#### [DIRECTION]
Reproduce the listing that follows with no differences at all.

** Start of DATASET **

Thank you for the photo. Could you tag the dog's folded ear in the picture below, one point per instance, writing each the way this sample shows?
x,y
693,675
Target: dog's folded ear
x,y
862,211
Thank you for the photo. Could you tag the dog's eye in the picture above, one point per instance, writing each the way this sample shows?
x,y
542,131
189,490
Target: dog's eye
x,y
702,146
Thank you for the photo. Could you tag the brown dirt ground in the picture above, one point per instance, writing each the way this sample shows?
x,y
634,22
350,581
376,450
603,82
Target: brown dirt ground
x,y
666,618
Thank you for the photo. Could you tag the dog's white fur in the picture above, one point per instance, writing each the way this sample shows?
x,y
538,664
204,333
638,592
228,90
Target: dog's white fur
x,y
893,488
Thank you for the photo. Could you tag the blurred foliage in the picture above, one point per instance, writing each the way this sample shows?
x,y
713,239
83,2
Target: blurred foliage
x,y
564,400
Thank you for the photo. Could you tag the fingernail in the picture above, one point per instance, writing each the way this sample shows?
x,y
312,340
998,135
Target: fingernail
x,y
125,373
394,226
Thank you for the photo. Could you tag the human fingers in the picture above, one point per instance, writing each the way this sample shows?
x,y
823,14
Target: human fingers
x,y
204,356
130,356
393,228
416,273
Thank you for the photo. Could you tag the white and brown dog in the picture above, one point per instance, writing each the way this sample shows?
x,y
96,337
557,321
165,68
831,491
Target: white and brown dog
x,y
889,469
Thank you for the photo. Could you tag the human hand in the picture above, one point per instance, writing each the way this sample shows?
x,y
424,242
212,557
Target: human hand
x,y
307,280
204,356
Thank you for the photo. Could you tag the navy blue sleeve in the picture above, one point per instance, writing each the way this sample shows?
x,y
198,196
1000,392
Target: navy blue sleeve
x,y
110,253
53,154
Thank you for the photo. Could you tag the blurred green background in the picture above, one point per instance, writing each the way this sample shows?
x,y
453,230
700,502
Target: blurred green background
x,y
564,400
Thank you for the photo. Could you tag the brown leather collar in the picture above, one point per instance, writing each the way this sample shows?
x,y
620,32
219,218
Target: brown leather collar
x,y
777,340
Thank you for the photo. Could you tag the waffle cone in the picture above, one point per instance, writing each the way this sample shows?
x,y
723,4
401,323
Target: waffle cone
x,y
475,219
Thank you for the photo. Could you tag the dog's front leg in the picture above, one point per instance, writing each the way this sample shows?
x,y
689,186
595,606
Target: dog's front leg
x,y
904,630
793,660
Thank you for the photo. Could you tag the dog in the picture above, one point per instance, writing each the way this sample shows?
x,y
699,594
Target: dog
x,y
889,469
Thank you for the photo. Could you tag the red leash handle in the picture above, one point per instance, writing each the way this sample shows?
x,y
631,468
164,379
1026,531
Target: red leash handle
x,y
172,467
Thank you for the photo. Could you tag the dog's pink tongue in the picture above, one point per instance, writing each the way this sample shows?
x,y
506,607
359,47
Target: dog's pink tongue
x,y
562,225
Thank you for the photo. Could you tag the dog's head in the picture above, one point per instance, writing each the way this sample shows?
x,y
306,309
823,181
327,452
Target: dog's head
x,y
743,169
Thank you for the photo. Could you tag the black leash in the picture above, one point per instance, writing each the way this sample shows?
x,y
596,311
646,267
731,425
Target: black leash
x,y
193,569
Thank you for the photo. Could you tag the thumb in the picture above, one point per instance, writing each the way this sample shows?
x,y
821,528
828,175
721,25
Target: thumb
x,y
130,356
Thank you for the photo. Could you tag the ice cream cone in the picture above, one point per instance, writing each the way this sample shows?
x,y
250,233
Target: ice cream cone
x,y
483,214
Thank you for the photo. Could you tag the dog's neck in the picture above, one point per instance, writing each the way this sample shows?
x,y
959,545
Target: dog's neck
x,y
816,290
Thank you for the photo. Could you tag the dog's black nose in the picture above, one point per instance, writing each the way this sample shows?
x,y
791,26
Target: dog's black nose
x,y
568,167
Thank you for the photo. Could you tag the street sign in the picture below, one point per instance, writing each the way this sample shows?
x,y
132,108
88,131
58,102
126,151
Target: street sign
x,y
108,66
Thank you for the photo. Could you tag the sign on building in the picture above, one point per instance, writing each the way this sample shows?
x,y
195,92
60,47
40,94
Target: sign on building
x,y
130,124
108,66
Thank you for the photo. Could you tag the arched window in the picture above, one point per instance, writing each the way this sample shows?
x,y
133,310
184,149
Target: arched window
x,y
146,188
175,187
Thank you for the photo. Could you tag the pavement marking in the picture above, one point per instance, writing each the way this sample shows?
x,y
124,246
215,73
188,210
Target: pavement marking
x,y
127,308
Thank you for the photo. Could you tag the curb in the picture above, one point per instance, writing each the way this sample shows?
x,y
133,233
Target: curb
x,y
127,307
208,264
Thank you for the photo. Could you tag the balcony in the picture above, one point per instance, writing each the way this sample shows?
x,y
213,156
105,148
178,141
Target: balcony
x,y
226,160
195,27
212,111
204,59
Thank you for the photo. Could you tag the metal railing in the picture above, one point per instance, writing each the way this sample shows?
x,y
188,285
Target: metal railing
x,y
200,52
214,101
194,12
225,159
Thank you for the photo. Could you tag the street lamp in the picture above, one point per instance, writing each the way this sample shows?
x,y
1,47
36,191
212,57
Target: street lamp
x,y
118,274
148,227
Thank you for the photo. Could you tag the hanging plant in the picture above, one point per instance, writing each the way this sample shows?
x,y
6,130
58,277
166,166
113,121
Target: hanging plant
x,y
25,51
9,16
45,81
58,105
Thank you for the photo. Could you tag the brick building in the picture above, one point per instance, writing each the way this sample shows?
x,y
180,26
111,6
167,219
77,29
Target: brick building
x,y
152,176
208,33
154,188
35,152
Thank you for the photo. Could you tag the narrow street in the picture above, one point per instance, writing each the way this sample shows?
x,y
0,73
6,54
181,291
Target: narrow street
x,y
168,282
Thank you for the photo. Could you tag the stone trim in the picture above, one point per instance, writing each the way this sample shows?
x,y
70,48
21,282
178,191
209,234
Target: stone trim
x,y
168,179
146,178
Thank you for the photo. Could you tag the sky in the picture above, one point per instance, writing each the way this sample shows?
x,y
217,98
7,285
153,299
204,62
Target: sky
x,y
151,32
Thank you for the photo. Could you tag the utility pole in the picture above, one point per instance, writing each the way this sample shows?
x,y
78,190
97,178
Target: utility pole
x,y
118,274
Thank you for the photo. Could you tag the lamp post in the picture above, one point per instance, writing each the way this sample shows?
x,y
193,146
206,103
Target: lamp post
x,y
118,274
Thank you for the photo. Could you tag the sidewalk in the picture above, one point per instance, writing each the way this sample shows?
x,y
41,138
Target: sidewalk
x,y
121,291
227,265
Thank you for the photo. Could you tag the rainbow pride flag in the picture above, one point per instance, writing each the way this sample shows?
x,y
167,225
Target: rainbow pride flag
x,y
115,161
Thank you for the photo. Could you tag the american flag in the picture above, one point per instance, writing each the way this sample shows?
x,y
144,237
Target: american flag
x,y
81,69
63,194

** End of DATASET **

#### [RESULT]
Thank you for the photo. Could you tag the dog's folded ear in the picture below, one point per instance, writing each the way this sample shows?
x,y
693,675
Target: dog's folded ear
x,y
862,211
Thank you for the photo. Could you tag the dog's eye in the picture above, one point per instance, writing each the way this sample shows?
x,y
542,131
189,490
Target: dog's eye
x,y
702,146
Thank you for the photo. Could you tag the brown dirt ground in the picture above, one point per instance, writing each the way this sample shows?
x,y
634,22
350,581
376,450
603,82
Target: brown dirt ground
x,y
666,618
Thank you for the photo. Could you tag the dog's white fur in the picture above, one point per instance, writing each the way this sample shows?
x,y
538,664
204,333
638,592
228,90
Target: dog's white fur
x,y
893,488
Thank you for the photo. Could you tag the blurred foliage in the picture above, one point per instance, writing each the way this sample shows?
x,y
713,239
83,2
Target: blurred foliage
x,y
564,400
Thank you for the photo. Could you tag the fingernail in the picture above, one point per instance, writing each the way this sample shows?
x,y
312,340
998,135
Target: fingernail
x,y
125,373
394,226
Thank you for the photo. Could you tag the human fingers in the picture above, one point per instance, writing each the way this sample shows?
x,y
823,14
Target: human fingers
x,y
204,356
130,356
393,228
416,273
Thank you for the photo. Could you tag the white and brown dog in the picture above, one point per instance, writing each the way this sample shows?
x,y
96,337
557,321
165,68
831,491
Target: white and brown dog
x,y
889,469
Thank you for the photo. Could you tag the human hand in the picture above, one point per instance, writing each the way this sample shows?
x,y
424,242
212,557
Target: human hand
x,y
307,280
204,356
Thank you for the photo. Could you tag the navy blue sleeve in the picture above, one point per instance, writing each the way this sample shows?
x,y
198,196
1000,392
Target: navy blue sleeve
x,y
110,253
53,154
Thank you for the photo. Could you tag the blurred green background in the picture above, one point per instance, writing each the way this sample shows?
x,y
453,230
700,502
Target: blurred green background
x,y
564,400
Thank you for the photo. Could you tag the brown leather collar in the picture above, one point per instance, writing each the way this sample shows?
x,y
620,32
219,218
Target: brown leather collar
x,y
777,340
Thank you for the photo. Could you tag the waffle cone in the picture above, one point per instance, writing each the way this sample shows?
x,y
723,4
401,323
Target: waffle cone
x,y
475,219
Thank you for the photo. Could you tag the dog's front leg in the picture above, one point per instance, writing each the way this sample shows?
x,y
689,186
595,606
Target: dog's front leg
x,y
904,630
793,660
Thank you for the photo. Could you tag the dog in the picture above, one point per instance, writing each the way this sample shows?
x,y
699,594
Target: dog
x,y
889,469
Thank you for the photo. Could you tag the red leash handle in the picture above, one point per instance, writing each the way this sample shows?
x,y
631,468
164,379
1026,531
Target: red leash handle
x,y
172,467
Thank you for the photo. Could you tag the dog's pink tongue in the picture above, one point per instance, writing each the way this sample shows?
x,y
506,607
359,47
Target: dog's pink tongue
x,y
562,225
Thank you for the photo. Could you tag the dog's head in the picture above, one point per instance, writing each the way this sample shows?
x,y
306,309
823,181
327,452
Target: dog's head
x,y
743,169
Thank you for the photo. Could you tag the black leash in the picture above, one point per instance, writing each the way this sample shows?
x,y
596,311
646,267
731,425
Target: black leash
x,y
193,569
Thank you for the photo. Could you tag the thumb in the picture above, one point per instance, writing each the way this sample shows?
x,y
821,528
828,175
721,25
Target: thumb
x,y
130,356
Thank you for the photo. Could you tag the ice cream cone in the picture above, one point per instance, writing each the way this sample shows?
x,y
250,233
Target: ice cream cone
x,y
483,214
Thank you for the photo. Could you tag the dog's neck in the picture above, one point per instance, writing each the way this sample shows?
x,y
959,545
Target: dog's neck
x,y
816,290
Thank you for the photo. Could you tag the dog's black nose in the picture above, one point per instance, writing each the way this sample shows?
x,y
791,26
Target: dog's black nose
x,y
568,167
Thank you for the photo. Could you tag the street sign in the picture below, one point per instance, writing each the way this sample shows?
x,y
132,108
88,131
58,102
126,151
Target: street sign
x,y
108,66
Thank you for the photo. Could you tag the sign on building in the picture above, one point per instance, writing each the way this sample shows?
x,y
195,92
60,47
40,94
Target: sign on building
x,y
130,124
108,66
Thank you for the photo. Could you tag the arched window in the picture above, one point per instance, writing each the way this sample shows?
x,y
133,310
184,149
Target: arched window
x,y
146,188
175,187
Thank you for the photo. Could you tag the pavement marking in the picture above, one point per instance, writing each the way this sample shows?
x,y
124,246
215,73
188,210
Target: pavement marking
x,y
127,308
Thank you for the photo. Could you tag the curb in the picture above, one point per instance, writing each the way this sample shows?
x,y
133,233
Target: curb
x,y
127,307
208,264
Thank you for the photo. Could you tag the balcony in the picture above, one point per instance, writing each the way this sample shows?
x,y
213,156
105,148
178,141
Target: balcony
x,y
226,160
195,27
212,111
204,59
Thank you for the photo. Could you tag the metal railing in the picture above, one point per instance, writing each the way this sample shows?
x,y
188,285
Target: metal railing
x,y
200,52
214,101
194,12
225,159
Thank you for the photo. Could you tag the street lamp in the picture above, one point per instance, writing each the way this sample shows?
x,y
1,47
36,191
212,57
Target: street lamp
x,y
118,274
148,227
Thank you for the photo. Could you tag the hanging plant in the picture above, one point per instance, writing each the way this sample shows?
x,y
6,130
58,277
166,166
113,121
Target: hanging plant
x,y
25,51
9,16
45,81
58,105
Thank you for the photo. Could you tag the brick building in the picture above, one point per instance, writing each the way this sample shows?
x,y
180,26
111,6
167,219
77,29
Target: brick building
x,y
152,176
208,33
154,188
35,152
Thank you for the photo. Could you tag the narrow street in the picture above, one point per instance, writing each the way this sample shows?
x,y
0,73
6,54
181,291
Target: narrow street
x,y
168,282
Thank you for the photo. Could you tag the stone trim in the picture above, one point per instance, writing each the way this sample shows?
x,y
70,48
21,282
178,191
209,234
Target: stone trim
x,y
168,179
146,178
Thank you for the photo. Could you tag the sky in the picture above, one point per instance, writing each the way this sample shows?
x,y
217,98
7,285
153,299
204,62
Target: sky
x,y
151,32
Thank you for the photo. Could you tag the utility pole in the picture above, one point per instance, writing each the way this sample shows?
x,y
78,190
97,178
Target: utility pole
x,y
118,274
Thank you for the photo. Could you tag the lamp post in the picture above, one point per instance, writing each the way this sample shows?
x,y
193,146
206,103
Target: lamp post
x,y
118,274
Thank you for the photo. Could you tag the sidewalk in the picture above, one point per instance, writing each the way this sample shows?
x,y
41,138
Target: sidewalk
x,y
121,291
227,265
Thank you for the photo. Could you tag the rainbow pride flag in the picture above, one point per instance, writing each the way this sample shows?
x,y
167,225
Target: rainbow pride flag
x,y
115,161
Thank you for the photo. Could you tag the american flag in the picture above, one point per instance, writing each the way this sample shows?
x,y
144,237
Target: american flag
x,y
81,69
63,194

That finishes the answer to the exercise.